Pointing records
-*-
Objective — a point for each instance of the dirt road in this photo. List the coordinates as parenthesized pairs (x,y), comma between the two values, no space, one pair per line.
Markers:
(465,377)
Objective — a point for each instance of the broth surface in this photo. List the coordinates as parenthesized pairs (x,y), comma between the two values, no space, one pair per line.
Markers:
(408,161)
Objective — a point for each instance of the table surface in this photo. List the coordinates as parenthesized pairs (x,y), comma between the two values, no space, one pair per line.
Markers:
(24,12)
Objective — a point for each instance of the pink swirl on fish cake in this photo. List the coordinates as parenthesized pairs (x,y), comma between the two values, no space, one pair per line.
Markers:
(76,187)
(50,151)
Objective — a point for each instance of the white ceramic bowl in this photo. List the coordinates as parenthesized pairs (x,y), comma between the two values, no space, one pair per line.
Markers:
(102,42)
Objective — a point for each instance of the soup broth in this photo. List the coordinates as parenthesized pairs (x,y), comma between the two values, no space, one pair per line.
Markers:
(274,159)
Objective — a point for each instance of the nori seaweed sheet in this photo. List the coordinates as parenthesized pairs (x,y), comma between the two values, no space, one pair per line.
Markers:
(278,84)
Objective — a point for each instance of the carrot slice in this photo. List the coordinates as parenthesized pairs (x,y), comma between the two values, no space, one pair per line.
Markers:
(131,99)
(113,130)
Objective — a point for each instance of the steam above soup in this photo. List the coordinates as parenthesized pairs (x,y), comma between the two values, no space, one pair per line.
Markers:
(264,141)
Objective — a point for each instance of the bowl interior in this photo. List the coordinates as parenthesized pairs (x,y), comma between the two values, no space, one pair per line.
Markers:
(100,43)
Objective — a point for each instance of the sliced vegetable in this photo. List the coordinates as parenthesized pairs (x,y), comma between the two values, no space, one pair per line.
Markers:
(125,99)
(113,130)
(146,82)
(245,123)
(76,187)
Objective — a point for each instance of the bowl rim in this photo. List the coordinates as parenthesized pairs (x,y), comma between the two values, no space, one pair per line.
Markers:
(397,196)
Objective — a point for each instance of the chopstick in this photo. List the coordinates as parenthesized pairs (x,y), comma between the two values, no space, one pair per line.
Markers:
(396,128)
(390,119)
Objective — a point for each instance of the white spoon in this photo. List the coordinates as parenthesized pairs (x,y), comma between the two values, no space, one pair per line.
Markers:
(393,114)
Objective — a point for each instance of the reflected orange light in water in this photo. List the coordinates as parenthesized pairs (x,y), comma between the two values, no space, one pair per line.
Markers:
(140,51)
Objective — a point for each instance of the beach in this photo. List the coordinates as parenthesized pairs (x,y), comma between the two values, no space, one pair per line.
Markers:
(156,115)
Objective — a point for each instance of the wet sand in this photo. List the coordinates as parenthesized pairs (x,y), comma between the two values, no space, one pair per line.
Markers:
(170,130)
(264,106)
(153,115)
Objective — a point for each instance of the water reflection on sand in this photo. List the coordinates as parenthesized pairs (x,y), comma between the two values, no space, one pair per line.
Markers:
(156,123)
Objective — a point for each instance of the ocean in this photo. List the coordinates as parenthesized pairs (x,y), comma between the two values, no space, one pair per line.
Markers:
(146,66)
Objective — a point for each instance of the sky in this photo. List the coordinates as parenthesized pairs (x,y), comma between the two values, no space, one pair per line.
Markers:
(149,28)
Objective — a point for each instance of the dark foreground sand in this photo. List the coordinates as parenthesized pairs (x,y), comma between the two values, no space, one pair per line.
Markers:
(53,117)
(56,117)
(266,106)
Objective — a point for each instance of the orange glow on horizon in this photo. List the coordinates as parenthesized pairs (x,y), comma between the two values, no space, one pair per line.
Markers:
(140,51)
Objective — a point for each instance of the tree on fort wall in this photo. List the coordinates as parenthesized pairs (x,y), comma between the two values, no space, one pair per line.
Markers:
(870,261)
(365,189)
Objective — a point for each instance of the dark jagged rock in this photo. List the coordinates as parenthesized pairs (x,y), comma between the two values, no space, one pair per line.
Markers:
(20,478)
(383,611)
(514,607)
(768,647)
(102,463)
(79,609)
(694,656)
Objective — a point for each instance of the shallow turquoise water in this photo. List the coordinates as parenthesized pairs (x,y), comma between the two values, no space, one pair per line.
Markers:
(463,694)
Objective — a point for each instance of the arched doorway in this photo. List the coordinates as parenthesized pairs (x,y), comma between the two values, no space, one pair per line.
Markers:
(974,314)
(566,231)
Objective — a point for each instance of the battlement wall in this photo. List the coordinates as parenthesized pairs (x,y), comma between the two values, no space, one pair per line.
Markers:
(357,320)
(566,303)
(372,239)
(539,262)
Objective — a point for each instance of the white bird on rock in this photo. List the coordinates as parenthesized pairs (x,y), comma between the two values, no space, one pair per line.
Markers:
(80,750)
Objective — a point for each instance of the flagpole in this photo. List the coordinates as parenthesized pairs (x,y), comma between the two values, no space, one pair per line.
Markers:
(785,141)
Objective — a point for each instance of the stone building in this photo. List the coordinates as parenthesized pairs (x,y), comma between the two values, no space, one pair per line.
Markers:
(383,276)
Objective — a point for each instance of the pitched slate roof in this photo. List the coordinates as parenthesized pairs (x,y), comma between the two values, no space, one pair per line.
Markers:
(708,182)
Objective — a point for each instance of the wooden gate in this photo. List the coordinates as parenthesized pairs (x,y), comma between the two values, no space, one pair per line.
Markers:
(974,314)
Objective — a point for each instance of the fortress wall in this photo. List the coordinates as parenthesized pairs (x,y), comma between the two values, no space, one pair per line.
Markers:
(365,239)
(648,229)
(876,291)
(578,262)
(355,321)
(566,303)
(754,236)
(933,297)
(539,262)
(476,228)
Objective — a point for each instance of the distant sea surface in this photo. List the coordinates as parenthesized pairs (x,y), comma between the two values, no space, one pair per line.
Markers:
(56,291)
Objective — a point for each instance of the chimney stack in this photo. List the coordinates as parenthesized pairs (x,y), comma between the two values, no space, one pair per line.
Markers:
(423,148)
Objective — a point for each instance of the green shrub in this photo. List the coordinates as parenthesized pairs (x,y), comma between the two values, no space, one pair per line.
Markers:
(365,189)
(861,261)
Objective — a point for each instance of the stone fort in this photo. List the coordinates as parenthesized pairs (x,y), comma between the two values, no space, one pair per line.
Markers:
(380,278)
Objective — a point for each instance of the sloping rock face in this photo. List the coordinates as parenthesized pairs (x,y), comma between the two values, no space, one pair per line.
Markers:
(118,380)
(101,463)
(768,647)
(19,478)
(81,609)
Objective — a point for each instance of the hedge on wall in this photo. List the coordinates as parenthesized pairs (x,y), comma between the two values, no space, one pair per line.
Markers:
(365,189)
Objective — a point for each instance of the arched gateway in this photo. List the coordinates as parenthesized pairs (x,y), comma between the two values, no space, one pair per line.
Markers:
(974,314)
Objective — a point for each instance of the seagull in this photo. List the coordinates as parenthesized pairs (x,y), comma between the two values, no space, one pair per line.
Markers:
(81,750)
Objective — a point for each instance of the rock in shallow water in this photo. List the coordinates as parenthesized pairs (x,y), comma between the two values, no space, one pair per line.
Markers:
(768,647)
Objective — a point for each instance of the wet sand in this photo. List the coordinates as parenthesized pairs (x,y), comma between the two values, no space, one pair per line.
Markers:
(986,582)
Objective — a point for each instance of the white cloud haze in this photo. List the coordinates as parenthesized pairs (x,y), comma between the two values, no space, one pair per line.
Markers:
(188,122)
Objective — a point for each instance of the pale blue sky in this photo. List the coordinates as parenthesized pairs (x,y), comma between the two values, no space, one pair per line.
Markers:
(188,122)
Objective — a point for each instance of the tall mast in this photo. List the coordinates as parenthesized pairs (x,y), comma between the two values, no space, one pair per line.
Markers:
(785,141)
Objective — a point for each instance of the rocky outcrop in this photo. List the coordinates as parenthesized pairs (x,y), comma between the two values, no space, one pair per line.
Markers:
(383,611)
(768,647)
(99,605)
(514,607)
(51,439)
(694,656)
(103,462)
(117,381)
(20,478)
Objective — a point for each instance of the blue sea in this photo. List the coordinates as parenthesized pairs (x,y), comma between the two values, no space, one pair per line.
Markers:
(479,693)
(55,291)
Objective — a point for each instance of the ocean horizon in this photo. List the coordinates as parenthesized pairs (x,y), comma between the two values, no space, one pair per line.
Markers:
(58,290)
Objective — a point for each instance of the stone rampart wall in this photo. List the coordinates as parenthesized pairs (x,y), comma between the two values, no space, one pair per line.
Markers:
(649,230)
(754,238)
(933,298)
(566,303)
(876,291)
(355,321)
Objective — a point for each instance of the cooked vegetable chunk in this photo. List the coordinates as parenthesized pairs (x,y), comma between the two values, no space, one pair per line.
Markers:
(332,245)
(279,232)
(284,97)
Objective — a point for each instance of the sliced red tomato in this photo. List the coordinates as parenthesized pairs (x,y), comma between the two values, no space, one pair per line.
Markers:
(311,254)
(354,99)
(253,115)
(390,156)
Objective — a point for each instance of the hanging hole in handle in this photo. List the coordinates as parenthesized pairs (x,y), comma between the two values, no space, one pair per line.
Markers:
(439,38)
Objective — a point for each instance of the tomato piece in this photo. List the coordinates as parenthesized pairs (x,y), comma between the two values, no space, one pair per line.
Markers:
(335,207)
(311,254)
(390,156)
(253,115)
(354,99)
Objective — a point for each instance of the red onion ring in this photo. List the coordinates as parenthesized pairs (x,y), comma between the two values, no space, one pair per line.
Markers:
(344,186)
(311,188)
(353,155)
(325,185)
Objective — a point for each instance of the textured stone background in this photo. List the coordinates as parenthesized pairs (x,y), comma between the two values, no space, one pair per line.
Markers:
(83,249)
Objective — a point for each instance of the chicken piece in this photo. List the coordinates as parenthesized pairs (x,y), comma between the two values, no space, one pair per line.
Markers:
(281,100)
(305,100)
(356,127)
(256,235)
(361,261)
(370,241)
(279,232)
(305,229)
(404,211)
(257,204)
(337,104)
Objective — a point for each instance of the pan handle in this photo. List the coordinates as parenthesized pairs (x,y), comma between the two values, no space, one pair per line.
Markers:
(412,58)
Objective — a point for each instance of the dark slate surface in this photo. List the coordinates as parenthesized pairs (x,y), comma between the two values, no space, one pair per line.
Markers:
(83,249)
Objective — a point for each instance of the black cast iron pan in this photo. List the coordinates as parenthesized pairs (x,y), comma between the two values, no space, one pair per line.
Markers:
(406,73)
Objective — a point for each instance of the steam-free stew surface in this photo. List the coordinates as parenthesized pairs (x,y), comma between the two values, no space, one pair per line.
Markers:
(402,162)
-*-
▸ **Exercise requirements**
Give back the lines of the listing from the one with "Objective — a point for each instance of the sliced red" through the end, both included, exactly as written and with nothing added.

▸ **Solution to this exercise**
Objective — a point for each instance of the sliced red tomato in this photo. List the coordinates as parenthesized pairs (x,y), comma between the two values, no space, one pair per line.
Markers:
(311,254)
(354,99)
(253,115)
(390,156)
Objective — a point for each instance of the hanging hole in handle in this photo. List the coordinates as parenthesized pairs (x,y), comma between the two values, no space, one pair per line.
Markers:
(439,38)
Objective — a point for each instance of the tomato piece in this photo. List the coordinates as parenthesized pairs (x,y), comma between the two values, no space, one pair per line.
Markers:
(335,207)
(311,254)
(390,156)
(253,115)
(354,99)
Objective — a point for each instance of the red onion ring in this photo. List the coordinates as parenthesized pairs (x,y), comma between the two values, no space, one pair per line.
Markers:
(344,186)
(311,188)
(353,155)
(325,185)
Objective — a point for each instance of the textured stone background in this photo. List the coordinates as parenthesized pairs (x,y), comma between the two values, no space, one pair per line.
Markers:
(83,249)
Objective — a point for each instance of the chicken piece in this photo. List the coordinates as parenthesized pairs (x,y), comma between the two values, no space, one pair per line.
Markers:
(281,100)
(305,100)
(356,127)
(256,235)
(361,261)
(370,241)
(279,232)
(305,229)
(404,211)
(257,204)
(337,104)
Objective — a point for each instance of the pan handle in this photo. List the coordinates as parenthesized pairs (x,y), comma between the two values, no space, one pair per line.
Markers:
(412,58)
Objective — a point for each instance of the dark slate surface in this photo. List the coordinates as parenthesized pairs (x,y), comma between the two values, no space, one pair per line.
Markers:
(83,249)
Objective — a point for each instance of the black cast iron pan in this photo. List the coordinates as parenthesized pairs (x,y), comma between the two values, no space, one pair per line.
Markers:
(406,73)
Objective — a point for each instance of the steam-free stew surface in this photo. List the coordinates as parenthesized pairs (x,y), comma between the two values, no space, one pair per line.
Markers:
(402,162)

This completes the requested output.